Problem to work on: Copy out each line of the listing that has the word "black" in it.
BEGIN Dataset
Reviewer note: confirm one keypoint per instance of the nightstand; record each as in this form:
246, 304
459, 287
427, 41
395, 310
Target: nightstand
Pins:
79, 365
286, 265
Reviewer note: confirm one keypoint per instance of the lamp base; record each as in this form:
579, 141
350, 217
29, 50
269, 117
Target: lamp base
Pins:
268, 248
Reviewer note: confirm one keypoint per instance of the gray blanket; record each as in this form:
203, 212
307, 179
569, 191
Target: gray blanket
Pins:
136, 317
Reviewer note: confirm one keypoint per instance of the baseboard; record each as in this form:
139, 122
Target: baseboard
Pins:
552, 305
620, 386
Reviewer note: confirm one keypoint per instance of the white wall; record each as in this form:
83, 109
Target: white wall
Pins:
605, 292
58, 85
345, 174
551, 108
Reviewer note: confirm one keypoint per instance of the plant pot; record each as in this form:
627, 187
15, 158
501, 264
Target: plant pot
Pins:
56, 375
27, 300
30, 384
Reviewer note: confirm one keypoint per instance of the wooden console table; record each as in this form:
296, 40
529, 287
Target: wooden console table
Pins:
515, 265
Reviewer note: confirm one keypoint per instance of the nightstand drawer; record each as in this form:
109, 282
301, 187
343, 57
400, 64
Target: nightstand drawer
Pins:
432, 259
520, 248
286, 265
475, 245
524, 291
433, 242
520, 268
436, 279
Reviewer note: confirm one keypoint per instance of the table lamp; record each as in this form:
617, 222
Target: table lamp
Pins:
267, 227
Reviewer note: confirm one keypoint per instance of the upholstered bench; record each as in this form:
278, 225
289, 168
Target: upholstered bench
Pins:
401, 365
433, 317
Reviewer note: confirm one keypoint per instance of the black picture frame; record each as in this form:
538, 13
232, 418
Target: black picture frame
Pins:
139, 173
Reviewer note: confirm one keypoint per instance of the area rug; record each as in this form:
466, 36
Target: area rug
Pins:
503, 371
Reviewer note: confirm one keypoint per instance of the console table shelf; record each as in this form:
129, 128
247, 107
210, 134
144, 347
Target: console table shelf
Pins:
END Dataset
Output:
Reviewer note: confirm one keypoint per instance of the black picture frame; record each as in this form:
Target: black picture frame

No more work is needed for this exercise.